■ **Problem set**
1 > According to the related-work excerpt, who introduced the DalkS and DamkS problems?
2 > Please quote the related-work excerpt between "Some variations of" and "be NP-complete [2].", inclusive.
--- start of Text excerpt ---
In this section, we review the related work published in the areas of Clique Finding, Dense Subgraph Discovery and Triangle Listing.

Clique Finding. A clique is a graph whose vertices are all connected to each other. Hence, all cliques have density \(\delta = 1\). A maximum clique of a graph is a clique, such that there is no clique with more vertices. Finding the maximum clique of a graph is an NP-complete problem [22]. The maximum clique problem is also hard to approximate. More specifically, Håstad showed in [20] that for any \(\epsilon > 0\), there is no polynomial algorithm that approximates the maximum clique within a factor better than \(\mathcal {O}(n^{1-\epsilon })\), unless NP has expected polynomial time algorithms. Feige presented in [15] a polynomial-time algorithm that approximates the maximum clique within a ratio of . A maximal clique is a clique that is not included in a larger clique. The Bron–Kerbosch algorithm is a recursive backtracking procedure [9] that lists all maximal cliques in a graph in \(\mathcal {O}(3^{n/3})\) time.

Dense Subgraph Discovery. The problem of finding a dense subgraph given an input graph has been widely studied in the literature [24]. As mentioned above, such a problem aims at finding a subset of vertices \(S \subseteq V\) of an input graph G that maximizes some notion of density. Among all the functions for evaluating dense subgraphs, degree density has gained increased popularity. The degree density of a set of vertices S is defined as \(d(S) = 2|E(S)|/|S|\). The problem of finding the set of vertices that maximizes the degree density is known as the densest subgraph (DS) problem. The set of vertices \(S \subseteq V\) that maximizes the degree density can be identified in polynomial time by solving a series of minimum-cut problems [19]. Charikar showed in [11] that the DS problem can also be formulated as a linear programming (LP) problem. In the same paper, the author proved that the greedy algorithm proposed by Asahiro et al. [5] provides a \(\frac{1}{2}\)-approximation to the DS problem in linear time.

Some variations of the DS problem include the densest k -subgraph (DkS), the densest at-least- k -subgraph (DalkS) and the densest at-most- k -subgraph (DamkS) problems. These variations put restrictions on the size of the extracted subgraph. The DkS identifies the subgraph with exactly k vertices that maximizes the degree density and is known to be NP-complete [4]. Feige et al. provided in [16] an approximation algorithm with approximation ratio \(\mathcal {O}(n^{\delta })\), where \(\delta < 1/3\). The DalkS and DamkS problems were introduced by Andersen and Chellapilla [2]. The first problem asks for the subgraph of highest degree density among all subgraphs with at least k vertices and is known to be NP-hard [23], while the second problem asks for the subgraph of highest density among all subgraphs with at most k vertices and is known to be NP-complete [2].
--- end of Text excerpt ---
--- start of Supplied information ---
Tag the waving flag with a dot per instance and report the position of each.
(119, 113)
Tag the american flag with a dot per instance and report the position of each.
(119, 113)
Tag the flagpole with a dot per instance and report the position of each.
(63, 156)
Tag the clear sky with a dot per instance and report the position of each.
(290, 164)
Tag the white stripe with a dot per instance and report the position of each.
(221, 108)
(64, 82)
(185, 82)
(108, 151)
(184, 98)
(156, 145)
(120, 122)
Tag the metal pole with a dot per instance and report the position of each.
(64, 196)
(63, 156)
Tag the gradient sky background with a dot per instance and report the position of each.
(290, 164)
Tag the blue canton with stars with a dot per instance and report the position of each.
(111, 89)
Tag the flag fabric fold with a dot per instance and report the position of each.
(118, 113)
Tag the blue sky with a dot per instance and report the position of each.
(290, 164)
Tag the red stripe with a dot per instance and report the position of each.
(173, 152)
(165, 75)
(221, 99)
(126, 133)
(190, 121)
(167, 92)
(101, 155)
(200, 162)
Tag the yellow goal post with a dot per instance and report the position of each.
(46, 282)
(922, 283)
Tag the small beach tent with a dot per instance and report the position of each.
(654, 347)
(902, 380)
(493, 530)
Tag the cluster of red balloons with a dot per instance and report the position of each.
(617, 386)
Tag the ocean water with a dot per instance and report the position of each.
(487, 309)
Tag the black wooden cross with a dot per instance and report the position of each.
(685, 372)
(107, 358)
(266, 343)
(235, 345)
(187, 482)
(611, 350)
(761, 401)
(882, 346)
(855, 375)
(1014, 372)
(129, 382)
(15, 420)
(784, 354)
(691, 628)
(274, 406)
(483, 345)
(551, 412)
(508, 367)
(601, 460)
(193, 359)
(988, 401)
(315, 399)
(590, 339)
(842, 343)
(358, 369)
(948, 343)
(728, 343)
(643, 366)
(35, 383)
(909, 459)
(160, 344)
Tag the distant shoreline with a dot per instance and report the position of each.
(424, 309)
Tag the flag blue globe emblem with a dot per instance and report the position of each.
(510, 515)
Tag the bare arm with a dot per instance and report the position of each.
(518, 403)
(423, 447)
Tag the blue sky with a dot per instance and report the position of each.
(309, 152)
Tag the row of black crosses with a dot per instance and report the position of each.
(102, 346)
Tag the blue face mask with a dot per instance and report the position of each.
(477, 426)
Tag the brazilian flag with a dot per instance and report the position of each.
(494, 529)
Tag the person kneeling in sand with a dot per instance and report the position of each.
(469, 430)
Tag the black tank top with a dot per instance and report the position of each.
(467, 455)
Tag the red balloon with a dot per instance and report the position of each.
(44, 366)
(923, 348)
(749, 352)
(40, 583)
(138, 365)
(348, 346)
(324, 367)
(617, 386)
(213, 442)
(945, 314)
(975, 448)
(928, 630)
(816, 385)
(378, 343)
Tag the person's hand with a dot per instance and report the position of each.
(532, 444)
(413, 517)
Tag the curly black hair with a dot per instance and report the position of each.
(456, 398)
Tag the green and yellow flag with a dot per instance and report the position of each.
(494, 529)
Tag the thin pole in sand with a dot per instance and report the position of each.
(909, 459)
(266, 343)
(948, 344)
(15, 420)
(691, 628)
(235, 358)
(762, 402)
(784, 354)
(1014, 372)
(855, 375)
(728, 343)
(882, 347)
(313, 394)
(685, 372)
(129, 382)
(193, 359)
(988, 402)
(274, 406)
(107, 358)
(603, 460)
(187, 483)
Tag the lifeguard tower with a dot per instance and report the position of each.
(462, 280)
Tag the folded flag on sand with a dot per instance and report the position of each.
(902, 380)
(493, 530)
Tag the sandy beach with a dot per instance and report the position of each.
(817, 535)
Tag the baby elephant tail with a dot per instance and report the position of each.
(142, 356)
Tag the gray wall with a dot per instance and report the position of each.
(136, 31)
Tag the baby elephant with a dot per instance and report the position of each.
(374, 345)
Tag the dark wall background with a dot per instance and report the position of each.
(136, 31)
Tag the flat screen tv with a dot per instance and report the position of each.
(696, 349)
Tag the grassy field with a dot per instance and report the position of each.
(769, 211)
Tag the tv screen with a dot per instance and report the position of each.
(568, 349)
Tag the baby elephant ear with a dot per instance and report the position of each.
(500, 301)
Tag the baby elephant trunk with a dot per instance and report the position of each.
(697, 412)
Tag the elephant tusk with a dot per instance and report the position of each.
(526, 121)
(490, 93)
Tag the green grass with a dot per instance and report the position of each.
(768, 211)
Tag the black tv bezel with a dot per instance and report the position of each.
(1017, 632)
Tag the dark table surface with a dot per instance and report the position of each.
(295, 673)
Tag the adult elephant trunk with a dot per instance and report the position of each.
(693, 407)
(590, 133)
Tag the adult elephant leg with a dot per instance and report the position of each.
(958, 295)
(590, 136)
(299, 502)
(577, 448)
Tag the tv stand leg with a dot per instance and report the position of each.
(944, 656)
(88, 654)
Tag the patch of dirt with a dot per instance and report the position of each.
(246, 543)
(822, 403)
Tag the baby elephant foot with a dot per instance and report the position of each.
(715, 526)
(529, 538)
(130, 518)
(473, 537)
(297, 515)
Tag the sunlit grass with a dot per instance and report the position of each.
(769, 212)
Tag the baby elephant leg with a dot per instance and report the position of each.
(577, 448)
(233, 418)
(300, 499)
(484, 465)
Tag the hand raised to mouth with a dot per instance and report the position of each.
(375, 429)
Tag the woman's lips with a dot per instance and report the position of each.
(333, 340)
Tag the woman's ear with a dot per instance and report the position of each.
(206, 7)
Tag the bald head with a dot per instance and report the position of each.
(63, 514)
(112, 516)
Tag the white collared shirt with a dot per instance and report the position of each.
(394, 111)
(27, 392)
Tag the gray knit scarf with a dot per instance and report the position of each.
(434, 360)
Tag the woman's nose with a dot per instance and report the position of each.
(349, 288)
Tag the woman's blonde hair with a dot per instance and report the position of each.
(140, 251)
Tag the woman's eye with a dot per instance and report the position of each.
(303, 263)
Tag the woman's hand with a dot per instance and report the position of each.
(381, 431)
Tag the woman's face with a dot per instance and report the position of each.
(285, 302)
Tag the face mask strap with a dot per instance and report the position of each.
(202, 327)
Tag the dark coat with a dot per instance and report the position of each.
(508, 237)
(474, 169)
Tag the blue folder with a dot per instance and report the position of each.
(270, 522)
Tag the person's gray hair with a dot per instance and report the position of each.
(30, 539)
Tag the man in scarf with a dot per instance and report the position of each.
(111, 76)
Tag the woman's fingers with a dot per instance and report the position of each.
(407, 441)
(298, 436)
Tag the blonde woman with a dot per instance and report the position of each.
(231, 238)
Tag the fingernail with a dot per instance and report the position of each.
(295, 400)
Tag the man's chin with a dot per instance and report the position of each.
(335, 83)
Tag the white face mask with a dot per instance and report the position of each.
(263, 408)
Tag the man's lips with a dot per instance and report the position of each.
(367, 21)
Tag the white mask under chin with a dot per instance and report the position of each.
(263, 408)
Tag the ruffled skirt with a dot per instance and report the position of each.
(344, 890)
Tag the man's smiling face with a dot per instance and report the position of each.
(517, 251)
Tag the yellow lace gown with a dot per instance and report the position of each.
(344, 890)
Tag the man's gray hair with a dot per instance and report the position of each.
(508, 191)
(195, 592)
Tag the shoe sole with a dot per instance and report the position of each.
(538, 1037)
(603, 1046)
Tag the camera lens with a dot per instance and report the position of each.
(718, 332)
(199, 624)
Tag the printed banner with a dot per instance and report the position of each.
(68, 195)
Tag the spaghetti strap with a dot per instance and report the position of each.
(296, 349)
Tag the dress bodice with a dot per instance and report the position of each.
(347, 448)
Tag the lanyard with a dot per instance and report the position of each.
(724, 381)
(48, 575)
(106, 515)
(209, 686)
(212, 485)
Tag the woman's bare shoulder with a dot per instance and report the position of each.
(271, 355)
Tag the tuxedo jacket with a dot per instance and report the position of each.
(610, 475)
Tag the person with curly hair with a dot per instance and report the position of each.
--- end of Supplied information ---
■ **Answers to the tasks**
1 > Andersen and Chellapilla

2 >
Some variations of the DS problem include the densest k -subgraph (DkS), the densest at-least- k -subgraph (DalkS) and the densest at-most- k -subgraph (DamkS) problems. These variations put restrictions on the size of the extracted subgraph. The DkS identifies the subgraph with exactly k vertices that maximizes the degree density and is known to be NP-complete [4]. Feige et al. provided in [16] an approximation algorithm with approximation ratio \(\mathcal {O}(n^{\delta })\), where \(\delta < 1/3\). The DalkS and DamkS problems were introduced by Andersen and Chellapilla [2]. The first problem asks for the subgraph of highest degree density among all subgraphs with at least k vertices and is known to be NP-hard [23], while the second problem asks for the subgraph of highest density among all subgraphs with at most k vertices and is known to be NP-complete [2].